#### EXERCISE A:
In the entries below, from the start of the entries through the line containing "x=455, y=301", replace "shrub" with "bush" and leave everything else unchanged. Give those lines only, without the pictures.

··· PASSAGE TO READ

0436 – people will always misinterpret you, so focus on earning your own self-respect

I’ve been observing with interest as the people around me have been writing long ass essays on Facebook, and getting into long ass arguments on Whatsapp and so on. I used to do it myself, and get really engaged and involved in that sort of thing. Now I have a sort of detachment from it. I’m wondering to myself now, what is it all for? What was it ever all for? What was I trying to do then, that I try not to do now? Why do others do it?

The first thing I’m thinking is that it must create some sort of feeling of significance– but again this is just me looking at the world through the lens of my own perspectives and ideas, and might be limited or wrong in some way. But I do remember how it felt to get a whole bunch of Likes on something I had written. And I do remember what it’s like to argue fervently with someone. It grips you. It carries you away in a current of righteousness. It feels like whatever you’re doing “matters”, at least within the context of whatever you’re doing. And in that moment, the rest of the world just sort of blurs out. I remember being late for appointments because I was too busy arguing with people on the Internet. I was deeply upset and offended that people were misinterpreting me, or getting me wrong somehow, and so on.

What’s changed? I now recognize that people will always misinterpret you and get you wrong, but is that really a new realization? I now have bills to pay and more important work to do, that might be a big deal. I notice the essays are mostly written by younger people. Older people are too tired for that shit. Too busy for that shit. But some older people still, of course, share things that are silly or incendiary. And of course, if I go outside my own echo chamber and head into the comments sections of alternative news sites, there are hundreds of comments from grown men and women bitching about the state of everything. They could be right, but is that really the best use of their time? What is it all for?

We live, we die. What is it all for? Nothing more than whatever we choose to make of it, we know this. Well, what should we make? Whatever makes our hearts sing, whatever we’re personally impressed by. The world may impress you from time to time, but there’s nobody who’s responsible for impressing you… except yourself. Right?

I don’t feel depressed or empty or upset (which I did a few months ago, I think, when I was in a bit of a rut). I just have this interesting sort of detachment thing going on right now. What can I do with it? I can observe, I can analyse, I can notice things that might be useful to me later on.

······
··· GIVEN ENTRIES

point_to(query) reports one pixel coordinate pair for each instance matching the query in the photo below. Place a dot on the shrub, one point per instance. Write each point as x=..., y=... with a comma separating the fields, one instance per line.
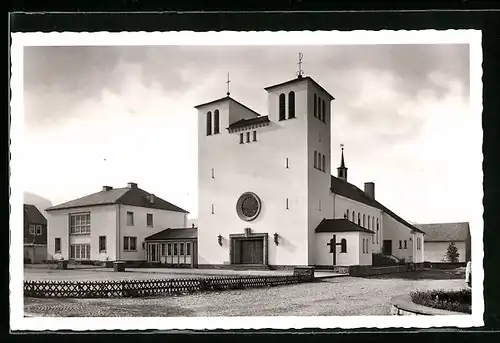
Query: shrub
x=381, y=260
x=455, y=301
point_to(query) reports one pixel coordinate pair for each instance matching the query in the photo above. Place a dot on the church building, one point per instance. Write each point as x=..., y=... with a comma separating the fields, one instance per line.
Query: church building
x=267, y=196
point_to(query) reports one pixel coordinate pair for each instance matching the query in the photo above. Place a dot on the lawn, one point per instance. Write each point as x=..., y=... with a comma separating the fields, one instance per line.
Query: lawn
x=342, y=296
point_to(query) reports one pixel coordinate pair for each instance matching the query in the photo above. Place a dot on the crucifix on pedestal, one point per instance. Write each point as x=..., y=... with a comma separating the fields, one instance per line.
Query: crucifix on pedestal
x=333, y=248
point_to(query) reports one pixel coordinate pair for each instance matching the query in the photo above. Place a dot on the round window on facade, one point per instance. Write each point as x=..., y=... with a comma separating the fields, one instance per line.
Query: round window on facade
x=248, y=206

······

#### EXERCISE B:
Answer these about the post on misinterpretation and self-respect:
(i) What was the writer late for because of arguing on the Internet?
(ii) Who mostly writes the essays the writer notices?
(iii) Who is the only one responsible for impressing you?

#### WORKED ANSWER A:
point_to(query) reports one pixel coordinate pair for each instance matching the query in the photo below. Place a dot on the bush, one point per instance. Write each point as x=..., y=... with a comma separating the fields, one instance per line.
Query: bush
x=381, y=260
x=455, y=301

#### WORKED ANSWER B:
(i) Appointments.
(ii) Younger people.
(iii) Yourself.